▶ [WORK ORDER]:
Leave out every line before the one containing "For each instance of the gray rock, the", and set down that line and the rest through the end of the listing exactly.
[Opening SUPPLIED MATERIAL section]
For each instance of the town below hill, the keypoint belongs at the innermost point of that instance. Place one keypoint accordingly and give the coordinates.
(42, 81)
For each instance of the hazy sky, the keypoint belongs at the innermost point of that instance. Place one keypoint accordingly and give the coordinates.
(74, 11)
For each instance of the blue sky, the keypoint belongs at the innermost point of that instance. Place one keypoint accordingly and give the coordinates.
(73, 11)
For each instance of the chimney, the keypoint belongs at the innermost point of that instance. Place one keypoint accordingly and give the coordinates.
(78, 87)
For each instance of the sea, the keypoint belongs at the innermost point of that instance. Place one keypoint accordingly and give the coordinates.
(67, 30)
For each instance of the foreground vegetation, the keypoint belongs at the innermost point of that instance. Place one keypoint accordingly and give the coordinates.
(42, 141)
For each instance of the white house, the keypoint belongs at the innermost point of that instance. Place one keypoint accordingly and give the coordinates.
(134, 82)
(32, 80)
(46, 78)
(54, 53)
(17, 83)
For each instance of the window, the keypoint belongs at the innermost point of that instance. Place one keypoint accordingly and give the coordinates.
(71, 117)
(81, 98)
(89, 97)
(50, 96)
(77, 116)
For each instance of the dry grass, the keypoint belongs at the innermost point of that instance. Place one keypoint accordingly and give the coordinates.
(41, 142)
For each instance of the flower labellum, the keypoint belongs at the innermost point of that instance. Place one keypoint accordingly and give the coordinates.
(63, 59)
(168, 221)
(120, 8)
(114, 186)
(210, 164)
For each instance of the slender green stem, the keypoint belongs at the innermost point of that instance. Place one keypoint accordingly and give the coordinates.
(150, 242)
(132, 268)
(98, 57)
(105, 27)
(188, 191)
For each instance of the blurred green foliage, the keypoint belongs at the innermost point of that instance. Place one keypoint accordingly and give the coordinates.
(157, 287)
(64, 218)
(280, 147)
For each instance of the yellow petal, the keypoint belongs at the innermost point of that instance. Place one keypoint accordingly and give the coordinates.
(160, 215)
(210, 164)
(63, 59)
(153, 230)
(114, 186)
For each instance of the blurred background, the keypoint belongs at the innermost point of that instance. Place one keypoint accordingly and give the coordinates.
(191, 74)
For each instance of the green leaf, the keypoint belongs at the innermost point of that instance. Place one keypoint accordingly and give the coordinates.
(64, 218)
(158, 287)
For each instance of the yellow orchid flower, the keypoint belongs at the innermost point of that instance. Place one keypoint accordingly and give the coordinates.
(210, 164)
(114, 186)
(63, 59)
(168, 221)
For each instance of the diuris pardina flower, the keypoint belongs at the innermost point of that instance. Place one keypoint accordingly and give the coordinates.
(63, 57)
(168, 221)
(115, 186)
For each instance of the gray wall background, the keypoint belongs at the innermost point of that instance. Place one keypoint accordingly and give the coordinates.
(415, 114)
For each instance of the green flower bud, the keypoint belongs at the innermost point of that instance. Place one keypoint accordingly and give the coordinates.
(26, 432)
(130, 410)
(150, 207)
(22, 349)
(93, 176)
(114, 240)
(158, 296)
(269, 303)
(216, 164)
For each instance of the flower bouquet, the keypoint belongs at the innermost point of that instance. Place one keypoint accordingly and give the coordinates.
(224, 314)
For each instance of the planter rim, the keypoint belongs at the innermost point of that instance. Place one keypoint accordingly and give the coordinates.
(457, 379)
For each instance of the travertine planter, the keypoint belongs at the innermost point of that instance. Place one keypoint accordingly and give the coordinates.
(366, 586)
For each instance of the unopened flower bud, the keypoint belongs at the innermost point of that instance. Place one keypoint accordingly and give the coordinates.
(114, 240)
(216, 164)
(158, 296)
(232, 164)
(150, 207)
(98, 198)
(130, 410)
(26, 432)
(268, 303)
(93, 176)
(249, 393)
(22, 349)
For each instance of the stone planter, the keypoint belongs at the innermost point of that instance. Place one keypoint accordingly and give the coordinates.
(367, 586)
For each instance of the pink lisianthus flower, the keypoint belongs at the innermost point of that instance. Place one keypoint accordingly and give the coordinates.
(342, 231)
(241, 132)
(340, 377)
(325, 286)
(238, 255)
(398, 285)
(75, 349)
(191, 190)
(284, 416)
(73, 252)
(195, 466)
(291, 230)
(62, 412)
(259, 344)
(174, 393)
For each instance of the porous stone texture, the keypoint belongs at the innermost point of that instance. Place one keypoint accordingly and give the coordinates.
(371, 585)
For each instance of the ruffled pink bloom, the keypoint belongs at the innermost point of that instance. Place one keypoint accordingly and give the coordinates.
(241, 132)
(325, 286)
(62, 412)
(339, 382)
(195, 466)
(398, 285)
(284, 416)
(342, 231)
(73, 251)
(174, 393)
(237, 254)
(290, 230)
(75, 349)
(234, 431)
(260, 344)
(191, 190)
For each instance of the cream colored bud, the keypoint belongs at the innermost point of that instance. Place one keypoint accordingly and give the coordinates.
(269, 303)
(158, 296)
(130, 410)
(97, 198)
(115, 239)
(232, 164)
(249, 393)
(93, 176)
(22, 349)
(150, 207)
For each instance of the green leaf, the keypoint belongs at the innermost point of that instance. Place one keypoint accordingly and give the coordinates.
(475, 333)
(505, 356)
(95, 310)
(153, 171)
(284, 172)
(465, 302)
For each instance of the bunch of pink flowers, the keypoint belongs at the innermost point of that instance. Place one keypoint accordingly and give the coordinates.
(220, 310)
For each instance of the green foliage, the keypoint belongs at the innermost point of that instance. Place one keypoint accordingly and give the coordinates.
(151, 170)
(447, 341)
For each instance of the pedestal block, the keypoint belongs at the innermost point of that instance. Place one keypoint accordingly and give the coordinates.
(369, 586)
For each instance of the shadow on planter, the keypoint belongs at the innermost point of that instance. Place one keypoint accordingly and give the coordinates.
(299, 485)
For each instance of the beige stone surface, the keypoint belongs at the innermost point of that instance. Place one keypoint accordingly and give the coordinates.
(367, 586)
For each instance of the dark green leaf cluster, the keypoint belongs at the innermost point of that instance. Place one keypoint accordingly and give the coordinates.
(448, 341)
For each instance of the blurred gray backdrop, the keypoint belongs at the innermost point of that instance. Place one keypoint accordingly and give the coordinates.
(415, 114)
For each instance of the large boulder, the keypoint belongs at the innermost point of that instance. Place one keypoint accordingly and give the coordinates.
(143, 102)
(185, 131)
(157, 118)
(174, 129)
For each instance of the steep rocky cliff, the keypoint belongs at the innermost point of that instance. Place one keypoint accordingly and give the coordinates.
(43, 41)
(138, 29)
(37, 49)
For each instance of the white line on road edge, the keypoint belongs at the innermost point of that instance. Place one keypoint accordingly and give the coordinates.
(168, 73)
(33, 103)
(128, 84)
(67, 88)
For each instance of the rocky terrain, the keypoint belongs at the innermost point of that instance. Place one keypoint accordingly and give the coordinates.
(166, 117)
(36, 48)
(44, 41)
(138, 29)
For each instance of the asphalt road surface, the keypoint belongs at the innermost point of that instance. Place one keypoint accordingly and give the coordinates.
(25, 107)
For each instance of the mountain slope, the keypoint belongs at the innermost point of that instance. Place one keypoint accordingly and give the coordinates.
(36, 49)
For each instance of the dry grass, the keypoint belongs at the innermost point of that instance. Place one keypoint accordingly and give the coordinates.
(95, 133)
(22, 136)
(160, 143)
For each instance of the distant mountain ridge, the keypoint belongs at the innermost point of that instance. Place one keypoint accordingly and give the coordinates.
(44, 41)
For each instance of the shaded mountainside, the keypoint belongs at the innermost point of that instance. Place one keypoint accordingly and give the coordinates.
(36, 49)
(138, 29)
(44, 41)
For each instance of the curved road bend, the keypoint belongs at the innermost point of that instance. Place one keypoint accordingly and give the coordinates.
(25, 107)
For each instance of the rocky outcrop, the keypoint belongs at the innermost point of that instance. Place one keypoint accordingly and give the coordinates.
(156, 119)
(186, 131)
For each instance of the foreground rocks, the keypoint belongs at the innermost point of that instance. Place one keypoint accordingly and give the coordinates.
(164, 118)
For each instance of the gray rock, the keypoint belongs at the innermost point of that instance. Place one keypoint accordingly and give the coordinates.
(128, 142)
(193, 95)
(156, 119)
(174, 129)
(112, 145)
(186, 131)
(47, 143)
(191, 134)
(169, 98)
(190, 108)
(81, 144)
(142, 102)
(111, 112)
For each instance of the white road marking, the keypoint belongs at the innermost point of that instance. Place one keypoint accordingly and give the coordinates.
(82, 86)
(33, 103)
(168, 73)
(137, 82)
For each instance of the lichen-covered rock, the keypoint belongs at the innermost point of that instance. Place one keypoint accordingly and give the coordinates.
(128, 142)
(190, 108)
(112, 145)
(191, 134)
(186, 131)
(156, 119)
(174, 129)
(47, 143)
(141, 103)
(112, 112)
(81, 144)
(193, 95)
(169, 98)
[Closing SUPPLIED MATERIAL section]
▶ [WRITTEN SOLUTION]:
For each instance of the gray rock, the keypoint belongs at the innermost point of that instance. Place one keypoint accordingly and give the coordinates.
(128, 142)
(193, 95)
(156, 119)
(174, 129)
(112, 145)
(186, 131)
(47, 143)
(191, 134)
(169, 98)
(190, 108)
(81, 144)
(142, 102)
(111, 112)
For each instance of the white road marking, the keypoint belongs at the innermost point of that instance. Place one keypoint accordingly and give the coordinates.
(82, 86)
(33, 103)
(168, 73)
(137, 82)
For each instance of the lichen-covered rock, the keypoint belongs at the innermost point of that instance. Place one keypoint accordingly and give the coordinates.
(128, 142)
(190, 108)
(112, 145)
(191, 134)
(186, 131)
(156, 119)
(174, 129)
(47, 143)
(141, 103)
(112, 112)
(81, 144)
(193, 95)
(169, 98)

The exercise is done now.